97 On the Factual Question, the Bank submits that this court should exercise the power of remittal. The Bank argues that the breach in question is a discrete issue which only concerns a partial defence of price reduction resulting from the December 2015 meeting, and can be addressed by the arbitrator with relative ease. Moreover, regard must be had to the proportionality between the harm arising from the breach and the possible remedies available to a supervisory court. Setting aside the entire Final Award is a disproportionate response given the minimal prejudice to the Buyer, the length of the proceedings and the Buyer’s belligerent conduct in the arbitration. In the circumstances, the Bank submits that the Judge should have invited parties to address the question of remittal. Nonetheless, that no request was made before the Judge below is not fatal since a request has been made in the setting aside proceedings before this Court.
98 The Buyer, on the other hand, argues that this Court does not have the power to order a remittal of the Final Award under Art 34(4) of the Model Law. This is because the setting-aside proceedings before the High Court have concluded and no request for remittal was made then, as is required by the plain text of Art 34(4). This, the Buyer submits, is the result of the Bank’s “go-for-broke” strategy both before the tribunal and the proceedings before the High Court, where the only issue was the setting aside of the Final Award. Whilst the Court of Appeal has the discretion to hear a point that was not taken below, that should only be exercised in exceptional circumstances. In the present appeal, there are no such exceptional circumstances. Moreover, this Court would be exercising original jurisdiction instead of appellate jurisdiction if it ordered a remittal.
99 On the Factual Question, the Buyer submits that remittal is inappropriate for a number of reasons. First, the arbitrator is unfit to continue hearing the matter because there is a real likelihood that he will not be able to fairly determine the issues given the conduct and development of the case thus far. Secondly, as there has been a serious miscarriage of justice occasioned by the breach of natural justice, the most appropriate remedy is for the Final Award to be set aside and for the dispute to be heard afresh before a new arbitrator. This is especially so since the remittal would require a full hearing. Thirdly, given the substantial amount of time elapsed since the issuance of the Final Award on

16 November 2018, there is no benefit in terms of time and cost savings for the matter to be remitted to the same arbitrator.
100 In any event, the Buyer notes that because the effect of remittal would essentially be to confer jurisdiction on the arbitrator, the prior question of whether the arbitrator has the requisite jurisdiction over the parties’ dispute – which was the alternative ground of challenge against the Final Award apart from the breach of natural justice – must be addressed.
(2) Our analysis
101 Article 34(4) of the Model Law states:
Article 34. Application for setting aside as exclusive recourse against arbitral award
(4) The court, when asked to set aside an award, may, where appropriate and so requested by a party, suspend the setting aside proceedings for a period of time determined by it in order to give the arbitral tribunal an opportunity to resume the arbitral proceedings or to take such other action as in the arbitral tribunal’s opinion will eliminate the grounds for setting aside.

## WORK TO DO
#1 From the judgment passage on remittal above, list each reason the Buyer gives for why remittal is inappropriate on the Factual Question.
#2 According to the judgment passage on remittal above, on what date was the Final Award issued?
#3 Write the next part of the judgment passage on remittal above, picking up after its quotation of Article 34(4) of the Model Law.

## STORED RECORDS
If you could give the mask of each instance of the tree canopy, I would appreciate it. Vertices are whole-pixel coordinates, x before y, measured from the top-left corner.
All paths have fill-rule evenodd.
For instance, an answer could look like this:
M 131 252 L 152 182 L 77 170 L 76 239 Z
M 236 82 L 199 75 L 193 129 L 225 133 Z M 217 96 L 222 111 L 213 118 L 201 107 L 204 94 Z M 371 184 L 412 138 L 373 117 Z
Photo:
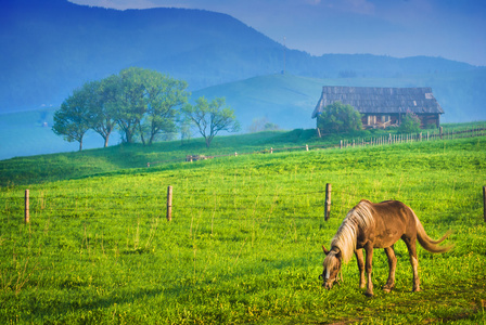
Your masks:
M 413 112 L 407 112 L 398 127 L 398 132 L 400 133 L 413 133 L 420 132 L 420 118 Z
M 225 104 L 225 98 L 217 98 L 210 102 L 205 98 L 199 98 L 195 105 L 188 104 L 182 108 L 187 118 L 193 122 L 203 135 L 206 147 L 210 146 L 213 139 L 220 131 L 240 131 L 240 123 L 234 110 L 230 107 L 223 107 Z
M 123 141 L 152 144 L 161 134 L 177 130 L 178 108 L 187 103 L 186 81 L 139 67 L 123 69 L 101 81 L 86 82 L 68 96 L 54 115 L 53 131 L 78 141 L 92 129 L 104 139 L 118 128 Z

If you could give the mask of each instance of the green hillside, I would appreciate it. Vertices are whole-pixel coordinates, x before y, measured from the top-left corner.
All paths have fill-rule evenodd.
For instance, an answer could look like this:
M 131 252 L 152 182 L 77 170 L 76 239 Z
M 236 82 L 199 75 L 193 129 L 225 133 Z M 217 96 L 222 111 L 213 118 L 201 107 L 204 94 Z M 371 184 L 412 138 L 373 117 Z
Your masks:
M 432 87 L 445 110 L 443 122 L 486 119 L 486 112 L 483 109 L 483 103 L 486 102 L 486 69 L 400 78 L 315 79 L 267 75 L 195 91 L 192 99 L 225 96 L 227 104 L 235 109 L 243 132 L 247 132 L 254 119 L 261 118 L 283 130 L 310 129 L 316 125 L 310 115 L 320 98 L 322 86 L 327 84 Z M 77 151 L 77 143 L 67 143 L 51 131 L 54 110 L 51 107 L 0 115 L 0 159 Z M 42 127 L 44 122 L 48 127 Z M 110 144 L 118 143 L 118 134 L 113 134 Z M 87 134 L 86 148 L 102 145 L 101 136 L 93 132 Z
M 227 136 L 210 153 L 309 140 L 303 131 Z M 0 188 L 2 324 L 486 321 L 486 136 L 140 166 L 204 148 L 199 140 L 170 145 L 1 161 L 2 184 L 5 174 L 12 180 Z M 402 200 L 433 238 L 455 231 L 452 251 L 419 249 L 421 292 L 410 292 L 401 242 L 392 292 L 381 290 L 382 250 L 373 258 L 374 298 L 358 288 L 355 261 L 341 285 L 321 287 L 321 245 L 361 198 Z
M 253 119 L 266 117 L 282 129 L 314 128 L 310 115 L 321 95 L 322 86 L 353 87 L 432 87 L 445 114 L 444 122 L 486 119 L 486 69 L 436 73 L 393 78 L 317 79 L 292 75 L 270 75 L 206 88 L 193 98 L 225 96 L 227 104 L 247 128 Z

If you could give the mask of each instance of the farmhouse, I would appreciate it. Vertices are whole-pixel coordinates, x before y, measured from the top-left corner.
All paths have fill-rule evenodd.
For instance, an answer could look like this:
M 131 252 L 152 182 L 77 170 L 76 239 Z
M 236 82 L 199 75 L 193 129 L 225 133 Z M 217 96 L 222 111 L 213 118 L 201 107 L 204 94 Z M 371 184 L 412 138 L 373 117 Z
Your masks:
M 444 114 L 431 88 L 324 86 L 312 118 L 317 118 L 325 106 L 334 102 L 355 107 L 361 114 L 364 128 L 398 126 L 408 112 L 419 116 L 422 128 L 429 125 L 438 128 L 440 114 Z

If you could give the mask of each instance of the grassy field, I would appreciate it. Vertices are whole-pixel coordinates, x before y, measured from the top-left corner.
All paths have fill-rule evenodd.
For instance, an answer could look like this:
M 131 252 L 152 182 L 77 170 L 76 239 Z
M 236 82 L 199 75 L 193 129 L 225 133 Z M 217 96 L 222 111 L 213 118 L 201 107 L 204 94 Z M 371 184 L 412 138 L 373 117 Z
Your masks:
M 220 138 L 212 154 L 299 143 L 292 134 Z M 306 136 L 297 138 L 305 143 Z M 2 161 L 0 322 L 486 322 L 486 136 L 144 167 L 201 153 L 197 141 L 187 145 Z M 325 222 L 327 183 L 333 193 Z M 171 222 L 165 220 L 168 185 Z M 29 224 L 23 223 L 25 188 Z M 419 249 L 423 291 L 410 292 L 402 243 L 395 247 L 392 292 L 379 289 L 387 276 L 382 251 L 374 255 L 373 298 L 358 288 L 354 260 L 344 266 L 344 283 L 321 287 L 320 247 L 361 198 L 402 200 L 432 237 L 455 231 L 452 251 Z

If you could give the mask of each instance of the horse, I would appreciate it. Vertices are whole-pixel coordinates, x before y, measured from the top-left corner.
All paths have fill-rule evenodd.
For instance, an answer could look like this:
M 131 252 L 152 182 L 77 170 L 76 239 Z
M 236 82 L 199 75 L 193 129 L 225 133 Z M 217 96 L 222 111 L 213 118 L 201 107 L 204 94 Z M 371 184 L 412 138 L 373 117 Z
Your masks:
M 343 263 L 349 262 L 353 253 L 356 255 L 359 269 L 359 287 L 364 288 L 367 284 L 366 296 L 373 296 L 373 283 L 371 281 L 372 259 L 374 248 L 384 248 L 388 258 L 388 280 L 383 286 L 385 292 L 389 292 L 395 286 L 395 270 L 397 258 L 395 257 L 394 244 L 401 238 L 407 245 L 410 256 L 410 263 L 413 271 L 412 291 L 420 291 L 419 261 L 417 258 L 415 242 L 430 252 L 439 253 L 450 250 L 453 245 L 439 246 L 451 231 L 448 231 L 440 239 L 433 240 L 425 233 L 422 223 L 417 218 L 413 210 L 398 200 L 385 200 L 382 203 L 371 203 L 362 199 L 356 205 L 338 227 L 336 234 L 331 240 L 331 249 L 324 246 L 325 253 L 323 271 L 319 276 L 323 280 L 322 286 L 331 289 L 336 282 L 337 275 Z M 362 249 L 367 257 L 363 260 Z M 364 269 L 367 272 L 367 282 L 364 281 Z

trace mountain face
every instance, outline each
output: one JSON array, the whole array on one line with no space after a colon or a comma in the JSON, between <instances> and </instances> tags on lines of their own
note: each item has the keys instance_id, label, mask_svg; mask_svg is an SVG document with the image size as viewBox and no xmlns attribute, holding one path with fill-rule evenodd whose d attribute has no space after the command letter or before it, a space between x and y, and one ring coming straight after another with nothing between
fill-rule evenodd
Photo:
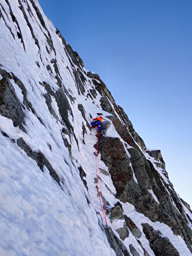
<instances>
[{"instance_id":1,"label":"mountain face","mask_svg":"<svg viewBox=\"0 0 192 256\"><path fill-rule=\"evenodd\" d=\"M0 255L191 255L160 150L37 1L1 0L0 33Z\"/></svg>"}]
</instances>

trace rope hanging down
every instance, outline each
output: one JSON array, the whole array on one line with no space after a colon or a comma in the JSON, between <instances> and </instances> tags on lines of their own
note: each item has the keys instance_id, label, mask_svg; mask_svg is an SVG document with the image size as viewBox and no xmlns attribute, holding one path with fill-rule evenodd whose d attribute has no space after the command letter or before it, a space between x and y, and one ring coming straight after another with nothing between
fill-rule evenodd
<instances>
[{"instance_id":1,"label":"rope hanging down","mask_svg":"<svg viewBox=\"0 0 192 256\"><path fill-rule=\"evenodd\" d=\"M97 180L97 193L98 193L98 195L99 195L99 201L100 201L100 204L101 210L102 210L102 213L103 213L103 217L105 218L106 224L106 226L108 226L108 223L107 223L106 219L105 204L104 204L104 201L103 201L102 189L102 186L101 186L101 181L100 181L100 177L99 159L99 155L99 155L98 139L97 139L97 136L96 136L95 149L96 149L96 151L95 151L95 156L96 156L95 163L96 163L96 180ZM98 175L97 175L97 173L99 174L99 179L100 189L100 193L99 193L99 182L98 182ZM102 198L102 201L103 201L103 207L102 207L102 202L101 202L100 197Z\"/></svg>"}]
</instances>

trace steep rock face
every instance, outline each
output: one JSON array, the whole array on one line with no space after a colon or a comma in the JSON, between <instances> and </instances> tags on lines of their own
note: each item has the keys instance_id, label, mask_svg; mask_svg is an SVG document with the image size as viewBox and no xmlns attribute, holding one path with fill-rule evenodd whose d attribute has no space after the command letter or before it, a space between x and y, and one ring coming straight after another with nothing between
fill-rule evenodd
<instances>
[{"instance_id":1,"label":"steep rock face","mask_svg":"<svg viewBox=\"0 0 192 256\"><path fill-rule=\"evenodd\" d=\"M38 2L2 0L0 32L1 254L190 255L191 211L160 151Z\"/></svg>"}]
</instances>

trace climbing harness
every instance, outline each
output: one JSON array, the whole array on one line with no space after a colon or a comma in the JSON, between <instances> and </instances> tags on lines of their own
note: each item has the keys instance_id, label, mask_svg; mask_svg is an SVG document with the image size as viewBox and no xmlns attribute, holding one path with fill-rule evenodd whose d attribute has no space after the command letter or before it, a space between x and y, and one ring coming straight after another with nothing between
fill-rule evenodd
<instances>
[{"instance_id":1,"label":"climbing harness","mask_svg":"<svg viewBox=\"0 0 192 256\"><path fill-rule=\"evenodd\" d=\"M98 193L98 195L99 195L99 201L100 201L101 210L102 210L102 213L103 213L103 217L105 218L106 224L108 226L108 223L107 223L107 221L106 221L106 219L105 204L104 204L104 201L103 201L103 194L102 194L102 186L101 186L101 181L100 181L100 177L99 148L98 148L98 138L97 138L97 136L96 136L95 150L96 150L95 151L95 156L96 156L95 164L96 164L96 172L97 189L97 193ZM99 175L97 175L97 174ZM100 193L99 193L99 191L98 178L99 179L100 189ZM102 202L101 202L100 197L102 198L102 200L103 201L103 207L102 207Z\"/></svg>"}]
</instances>

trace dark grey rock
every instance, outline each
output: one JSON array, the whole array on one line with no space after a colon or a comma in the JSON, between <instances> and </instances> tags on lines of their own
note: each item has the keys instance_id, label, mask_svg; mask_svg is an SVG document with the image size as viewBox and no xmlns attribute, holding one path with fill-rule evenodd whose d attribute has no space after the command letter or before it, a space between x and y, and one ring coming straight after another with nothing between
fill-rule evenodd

## RESULTS
#1
1. The arbitrator is unfit to continue hearing the matter because there is a real likelihood that he will not be able to fairly determine the issues, given the conduct and development of the case so far.
2. The breach of natural justice caused a serious miscarriage of justice, so the most appropriate remedy is to set aside the Final Award and have the dispute heard afresh before a new arbitrator, especially since remittal would require a full hearing.
3. Given the substantial time elapsed since the Final Award was issued on 16 November 2018, remitting the matter to the same arbitrator offers no benefit in time and cost savings.

#2 16 November 2018.

#3
102 In order to answer the Legal Question, the key interpretive issue is whether the “court” referred to in Art 34(4) includes the Court of Appeal. Having reviewed the parties’ submissions and the secondary materials, we find that the power to remit an arbitral award back to the same tribunal is vested only in the High Court for the following reasons.
103 In our view, the phrase “when asked to set aside an award”, which immediately follows the opening reference to “the court” is critical. Two interrelated observations can be made here. First, it is settled that under the Model Law, the only grounds for setting aside an award are those stipulated in

Art 34(2). The opening words of Art 34(2) of the Model Law stipulate that an award may be set aside “by the court specified in Article 6” on various enumerated grounds. As clearly provided in s 8(1) of the IAA, this specific court in Art 34(2) is the High Court. As a matter of construction, thereafter, whenever the phrase “the court” is used in the following paragraphs of Article 34, it must similarly mean the High Court. Secondly, in the present case, it cannot be said that the Court of Appeal is being “asked to set aside an award”. We have passed that point. The Buyer succeeded in setting aside the Final Award before the High Court and now the Bank is seeking to reverse the High Court’s decision. Put differently, there is no longer any award to set aside and since we have found no basis for reversing the Judge’s decision below, the issue of remittal does not arise.
104 The above interpretation of Art 34(4) is, in our opinion, consistent with its purpose as disclosed in the travaux préparatoires which was discussed in AKN and another v ALC and others and other appeals [2016] 1 SLR 966 (“AKN (No 2)”). In sum, the remedy of remittal was tabled as “a useful device for curing procedural defects without having to set aside the award” (Report of the Working Group on International Contract Practices during its Seventh Session, UN Doc A/CN.9/246 at para 139). This echoed the Report of the Working Group on International Contract Practices on the Work of its Sixth Session, UN Doc A/CN.9/245 at paras 154–155 cited in AKN (No 2) at [32]:
154. Divergent views were expressed as to whether paragraph (3) should be retained. Under one view, the draft provision was useful in that it provided some guidance on procedural questions which were relevant in the case of remission. Under another view, the provision should be deleted since remission was not known in all legal systems and, in particular, the idea of orders or instructions to an arbitral tribunal was not acceptable. Under yet another view, the option of remission should be retained, without the giving of orders or instructions as envisaged in the second sentence; it was stated in support that this device would allow to cure a procedural defect without having to vacate the award.
155. The Working Group, after deliberation, adopted this latter view and requested the Secretariat to revise the provision accordingly.
[emphasis added]
In other words, the remittal of a matter to the same tribunal is an alternative remedy which may be used to mitigate the draconian consequences associated with the setting aside of an award altogether (AKN (No 2) at [33]).
105 In AKN (No 2), one of the questions raised was whether the appellants’ application to remit certain issues in question to the tribunal should be acceded to. They argued that even after the award had been set aside in AKN and another v ALC and others and other appeals [2015] 3 SLR 488, the court could and should remit the matter to the tribunal. On the other hand, the respondents argued that the court had no power to remit, and even if it did, it was not an appropriate case on the facts. The Court of Appeal found that on the plain words of Art 34(4), since it had upheld the setting aside of certain portions of the award by the High Court, the question of remittal did not arise (at [34]).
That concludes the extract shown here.